Task brief:
Where does the word "stadium" show up in the records? Copy every line that holds it.

Dataset excerpts below:

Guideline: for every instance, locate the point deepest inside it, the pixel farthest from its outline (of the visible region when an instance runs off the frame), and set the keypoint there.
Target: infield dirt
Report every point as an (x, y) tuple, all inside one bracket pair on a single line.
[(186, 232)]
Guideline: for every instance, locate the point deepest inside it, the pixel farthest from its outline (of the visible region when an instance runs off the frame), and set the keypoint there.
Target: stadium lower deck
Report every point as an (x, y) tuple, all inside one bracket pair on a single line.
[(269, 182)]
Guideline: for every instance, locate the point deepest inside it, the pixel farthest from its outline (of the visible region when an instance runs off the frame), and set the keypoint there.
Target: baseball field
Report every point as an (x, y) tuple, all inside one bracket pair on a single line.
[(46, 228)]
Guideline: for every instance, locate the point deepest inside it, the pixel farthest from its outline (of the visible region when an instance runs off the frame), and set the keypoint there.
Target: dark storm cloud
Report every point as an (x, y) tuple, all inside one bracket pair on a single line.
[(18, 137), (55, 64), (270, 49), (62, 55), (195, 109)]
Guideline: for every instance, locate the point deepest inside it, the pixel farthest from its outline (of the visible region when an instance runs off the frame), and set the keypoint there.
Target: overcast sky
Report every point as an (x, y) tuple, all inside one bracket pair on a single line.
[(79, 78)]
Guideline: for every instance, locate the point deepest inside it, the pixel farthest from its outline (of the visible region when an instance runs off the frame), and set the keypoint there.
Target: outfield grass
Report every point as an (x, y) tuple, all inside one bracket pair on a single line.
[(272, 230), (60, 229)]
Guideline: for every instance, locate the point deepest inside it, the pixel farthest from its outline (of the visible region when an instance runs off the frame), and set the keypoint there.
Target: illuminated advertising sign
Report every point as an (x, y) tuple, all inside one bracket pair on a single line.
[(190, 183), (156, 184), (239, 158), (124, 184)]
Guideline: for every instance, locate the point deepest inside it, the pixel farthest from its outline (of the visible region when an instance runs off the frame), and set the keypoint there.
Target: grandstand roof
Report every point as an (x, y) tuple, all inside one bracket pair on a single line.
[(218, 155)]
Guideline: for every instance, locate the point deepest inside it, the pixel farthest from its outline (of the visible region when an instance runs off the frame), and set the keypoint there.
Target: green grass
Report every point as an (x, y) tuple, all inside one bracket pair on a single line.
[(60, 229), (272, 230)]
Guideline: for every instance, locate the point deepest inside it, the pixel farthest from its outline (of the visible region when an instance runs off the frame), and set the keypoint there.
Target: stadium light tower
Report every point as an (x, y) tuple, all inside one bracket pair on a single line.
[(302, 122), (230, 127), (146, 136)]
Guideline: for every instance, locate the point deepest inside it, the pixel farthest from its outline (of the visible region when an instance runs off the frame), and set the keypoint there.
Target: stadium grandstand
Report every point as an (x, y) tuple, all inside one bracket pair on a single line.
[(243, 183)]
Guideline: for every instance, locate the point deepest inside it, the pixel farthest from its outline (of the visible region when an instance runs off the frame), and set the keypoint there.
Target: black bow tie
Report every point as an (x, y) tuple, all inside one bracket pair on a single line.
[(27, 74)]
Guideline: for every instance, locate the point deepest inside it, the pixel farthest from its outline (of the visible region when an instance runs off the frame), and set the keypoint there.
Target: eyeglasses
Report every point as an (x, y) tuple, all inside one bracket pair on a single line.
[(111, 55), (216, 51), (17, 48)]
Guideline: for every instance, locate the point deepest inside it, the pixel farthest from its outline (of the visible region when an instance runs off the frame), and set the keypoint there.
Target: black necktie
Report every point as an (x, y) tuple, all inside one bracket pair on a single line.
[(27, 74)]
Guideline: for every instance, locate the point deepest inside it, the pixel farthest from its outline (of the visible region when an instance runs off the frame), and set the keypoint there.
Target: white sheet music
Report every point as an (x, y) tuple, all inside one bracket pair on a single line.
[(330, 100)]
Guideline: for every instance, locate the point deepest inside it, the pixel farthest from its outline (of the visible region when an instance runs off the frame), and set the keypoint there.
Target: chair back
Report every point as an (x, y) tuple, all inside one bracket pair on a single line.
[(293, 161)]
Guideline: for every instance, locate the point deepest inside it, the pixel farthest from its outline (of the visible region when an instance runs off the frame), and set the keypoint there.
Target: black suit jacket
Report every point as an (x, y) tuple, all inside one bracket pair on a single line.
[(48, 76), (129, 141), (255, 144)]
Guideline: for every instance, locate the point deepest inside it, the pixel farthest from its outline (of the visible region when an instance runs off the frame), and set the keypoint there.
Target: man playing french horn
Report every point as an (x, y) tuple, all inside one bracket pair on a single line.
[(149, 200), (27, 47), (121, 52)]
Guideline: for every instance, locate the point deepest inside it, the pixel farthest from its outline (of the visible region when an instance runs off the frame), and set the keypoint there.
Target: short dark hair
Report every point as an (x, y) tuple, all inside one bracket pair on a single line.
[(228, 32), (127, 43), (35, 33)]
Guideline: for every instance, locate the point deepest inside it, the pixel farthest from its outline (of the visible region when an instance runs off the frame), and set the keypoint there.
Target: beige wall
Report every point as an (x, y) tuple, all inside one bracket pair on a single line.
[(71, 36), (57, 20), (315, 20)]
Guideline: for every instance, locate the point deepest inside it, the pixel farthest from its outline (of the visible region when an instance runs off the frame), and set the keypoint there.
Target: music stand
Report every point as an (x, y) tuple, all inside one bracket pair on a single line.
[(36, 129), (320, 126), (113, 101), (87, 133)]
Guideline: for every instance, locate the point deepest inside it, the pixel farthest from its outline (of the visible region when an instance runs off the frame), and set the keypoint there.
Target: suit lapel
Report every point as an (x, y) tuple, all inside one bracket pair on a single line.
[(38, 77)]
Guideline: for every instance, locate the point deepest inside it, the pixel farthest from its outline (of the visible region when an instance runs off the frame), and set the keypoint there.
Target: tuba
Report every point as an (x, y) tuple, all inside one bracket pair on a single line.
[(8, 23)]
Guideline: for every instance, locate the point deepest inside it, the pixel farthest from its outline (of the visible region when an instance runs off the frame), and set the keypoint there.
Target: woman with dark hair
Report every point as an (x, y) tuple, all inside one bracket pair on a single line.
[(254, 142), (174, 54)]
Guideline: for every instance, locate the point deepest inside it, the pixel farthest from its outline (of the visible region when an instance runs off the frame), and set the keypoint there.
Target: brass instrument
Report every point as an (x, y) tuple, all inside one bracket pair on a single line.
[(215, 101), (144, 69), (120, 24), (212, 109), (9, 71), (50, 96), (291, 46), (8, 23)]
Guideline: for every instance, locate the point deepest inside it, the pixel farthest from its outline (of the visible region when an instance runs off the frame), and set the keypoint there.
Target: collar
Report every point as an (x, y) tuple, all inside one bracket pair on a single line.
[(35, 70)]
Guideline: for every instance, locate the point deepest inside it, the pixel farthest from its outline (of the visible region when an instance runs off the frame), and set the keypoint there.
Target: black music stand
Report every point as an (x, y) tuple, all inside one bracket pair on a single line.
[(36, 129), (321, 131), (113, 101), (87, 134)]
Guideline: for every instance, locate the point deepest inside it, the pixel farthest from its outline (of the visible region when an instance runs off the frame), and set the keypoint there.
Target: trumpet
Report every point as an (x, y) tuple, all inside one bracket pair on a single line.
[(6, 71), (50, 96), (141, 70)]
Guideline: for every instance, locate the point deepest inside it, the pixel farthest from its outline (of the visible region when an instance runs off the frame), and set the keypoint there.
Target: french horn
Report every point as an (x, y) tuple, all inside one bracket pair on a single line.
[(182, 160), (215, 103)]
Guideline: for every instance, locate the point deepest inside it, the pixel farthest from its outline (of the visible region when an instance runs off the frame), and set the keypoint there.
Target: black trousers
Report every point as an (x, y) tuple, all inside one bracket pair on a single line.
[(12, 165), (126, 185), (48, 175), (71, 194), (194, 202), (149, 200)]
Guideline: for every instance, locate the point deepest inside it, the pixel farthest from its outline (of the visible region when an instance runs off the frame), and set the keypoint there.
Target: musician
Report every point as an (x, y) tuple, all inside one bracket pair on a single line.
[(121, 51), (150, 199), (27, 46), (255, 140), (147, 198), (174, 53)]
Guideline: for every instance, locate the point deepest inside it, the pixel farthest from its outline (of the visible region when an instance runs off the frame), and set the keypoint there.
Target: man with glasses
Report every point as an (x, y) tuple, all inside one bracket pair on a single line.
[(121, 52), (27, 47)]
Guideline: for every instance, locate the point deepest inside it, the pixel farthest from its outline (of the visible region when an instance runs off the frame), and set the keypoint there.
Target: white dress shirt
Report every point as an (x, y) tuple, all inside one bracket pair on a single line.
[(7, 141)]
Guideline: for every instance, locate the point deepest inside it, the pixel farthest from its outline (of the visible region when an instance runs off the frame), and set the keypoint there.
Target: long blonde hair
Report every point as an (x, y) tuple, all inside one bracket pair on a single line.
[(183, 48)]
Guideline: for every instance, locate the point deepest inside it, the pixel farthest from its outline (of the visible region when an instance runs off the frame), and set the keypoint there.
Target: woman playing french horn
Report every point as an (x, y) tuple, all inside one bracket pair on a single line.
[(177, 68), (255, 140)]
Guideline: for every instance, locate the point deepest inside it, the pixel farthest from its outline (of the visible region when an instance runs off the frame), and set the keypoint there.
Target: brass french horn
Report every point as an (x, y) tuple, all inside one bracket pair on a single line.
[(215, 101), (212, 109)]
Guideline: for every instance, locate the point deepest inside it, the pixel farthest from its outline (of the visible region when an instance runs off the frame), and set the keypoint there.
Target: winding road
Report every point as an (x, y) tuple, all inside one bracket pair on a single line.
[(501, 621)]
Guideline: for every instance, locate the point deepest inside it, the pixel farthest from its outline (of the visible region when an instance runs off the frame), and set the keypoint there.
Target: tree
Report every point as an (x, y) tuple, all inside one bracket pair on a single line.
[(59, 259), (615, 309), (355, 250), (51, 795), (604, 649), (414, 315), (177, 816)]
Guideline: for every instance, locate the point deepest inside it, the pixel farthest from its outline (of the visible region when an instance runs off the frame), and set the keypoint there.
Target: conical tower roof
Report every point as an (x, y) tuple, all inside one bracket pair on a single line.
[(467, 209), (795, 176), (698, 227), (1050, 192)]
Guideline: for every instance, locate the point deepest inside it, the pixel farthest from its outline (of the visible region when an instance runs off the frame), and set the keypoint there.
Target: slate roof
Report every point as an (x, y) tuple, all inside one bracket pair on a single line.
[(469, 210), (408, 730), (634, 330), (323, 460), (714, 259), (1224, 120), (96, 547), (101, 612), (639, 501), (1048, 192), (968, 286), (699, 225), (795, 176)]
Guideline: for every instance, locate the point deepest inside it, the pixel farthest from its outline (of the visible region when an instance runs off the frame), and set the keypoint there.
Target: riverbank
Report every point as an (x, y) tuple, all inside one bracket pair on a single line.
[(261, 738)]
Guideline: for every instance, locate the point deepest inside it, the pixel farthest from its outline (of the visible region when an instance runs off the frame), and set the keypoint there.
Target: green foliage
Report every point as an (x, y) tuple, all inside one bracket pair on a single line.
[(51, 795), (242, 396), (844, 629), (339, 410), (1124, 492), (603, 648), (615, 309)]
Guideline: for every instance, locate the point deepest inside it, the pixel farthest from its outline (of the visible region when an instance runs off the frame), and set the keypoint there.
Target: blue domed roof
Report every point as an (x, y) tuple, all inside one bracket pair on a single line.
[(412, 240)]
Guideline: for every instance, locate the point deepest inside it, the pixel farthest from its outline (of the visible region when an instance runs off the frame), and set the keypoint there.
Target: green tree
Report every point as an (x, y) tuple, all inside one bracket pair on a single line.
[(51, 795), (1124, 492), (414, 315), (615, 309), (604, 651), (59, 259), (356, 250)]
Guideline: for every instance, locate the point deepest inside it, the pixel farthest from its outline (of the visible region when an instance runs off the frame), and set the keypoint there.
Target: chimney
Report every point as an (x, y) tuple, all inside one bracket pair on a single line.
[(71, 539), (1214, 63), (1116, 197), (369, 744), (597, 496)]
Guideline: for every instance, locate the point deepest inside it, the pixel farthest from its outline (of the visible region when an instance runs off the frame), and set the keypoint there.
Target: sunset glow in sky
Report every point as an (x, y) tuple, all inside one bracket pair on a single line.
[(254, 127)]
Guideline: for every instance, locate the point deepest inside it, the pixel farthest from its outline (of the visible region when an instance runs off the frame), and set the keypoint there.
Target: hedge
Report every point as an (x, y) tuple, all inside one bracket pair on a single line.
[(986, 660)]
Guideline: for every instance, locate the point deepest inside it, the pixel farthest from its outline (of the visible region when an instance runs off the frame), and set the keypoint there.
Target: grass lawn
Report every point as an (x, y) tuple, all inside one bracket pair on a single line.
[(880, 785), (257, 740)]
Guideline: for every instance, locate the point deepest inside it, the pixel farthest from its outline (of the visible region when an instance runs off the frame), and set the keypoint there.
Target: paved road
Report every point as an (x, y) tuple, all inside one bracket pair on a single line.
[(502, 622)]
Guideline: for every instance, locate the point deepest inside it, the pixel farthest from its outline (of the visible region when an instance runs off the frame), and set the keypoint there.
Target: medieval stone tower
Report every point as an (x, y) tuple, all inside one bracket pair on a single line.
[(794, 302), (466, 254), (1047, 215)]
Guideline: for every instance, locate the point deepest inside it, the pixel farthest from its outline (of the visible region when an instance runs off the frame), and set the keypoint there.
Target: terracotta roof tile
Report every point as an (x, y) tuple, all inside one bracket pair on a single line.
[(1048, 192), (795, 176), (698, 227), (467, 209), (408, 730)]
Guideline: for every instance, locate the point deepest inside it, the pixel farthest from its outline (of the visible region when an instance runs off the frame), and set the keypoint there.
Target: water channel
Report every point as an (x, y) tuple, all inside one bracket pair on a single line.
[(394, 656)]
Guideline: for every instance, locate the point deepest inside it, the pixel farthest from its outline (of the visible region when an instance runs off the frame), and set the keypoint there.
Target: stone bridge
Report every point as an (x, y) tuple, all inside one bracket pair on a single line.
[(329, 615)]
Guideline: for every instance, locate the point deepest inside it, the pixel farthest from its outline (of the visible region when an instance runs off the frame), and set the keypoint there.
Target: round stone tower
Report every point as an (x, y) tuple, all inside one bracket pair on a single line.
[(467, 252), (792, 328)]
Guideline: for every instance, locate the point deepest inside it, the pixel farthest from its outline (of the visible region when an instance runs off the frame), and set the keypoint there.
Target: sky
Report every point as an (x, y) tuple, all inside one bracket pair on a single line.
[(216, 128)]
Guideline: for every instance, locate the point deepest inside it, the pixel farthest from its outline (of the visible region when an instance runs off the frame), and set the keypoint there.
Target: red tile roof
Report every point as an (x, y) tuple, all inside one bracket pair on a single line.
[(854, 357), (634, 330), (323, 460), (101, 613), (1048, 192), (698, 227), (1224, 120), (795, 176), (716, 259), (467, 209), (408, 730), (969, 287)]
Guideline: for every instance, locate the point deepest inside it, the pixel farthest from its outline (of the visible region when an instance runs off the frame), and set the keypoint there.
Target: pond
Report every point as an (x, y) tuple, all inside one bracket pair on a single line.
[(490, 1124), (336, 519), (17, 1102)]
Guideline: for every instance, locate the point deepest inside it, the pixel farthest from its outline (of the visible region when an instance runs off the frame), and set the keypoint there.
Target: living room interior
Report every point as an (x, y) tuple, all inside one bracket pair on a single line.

End of Dataset excerpts.

Reply to the exercise:
Target: stadium lower deck
Target: stadium light tower
Target: stadium grandstand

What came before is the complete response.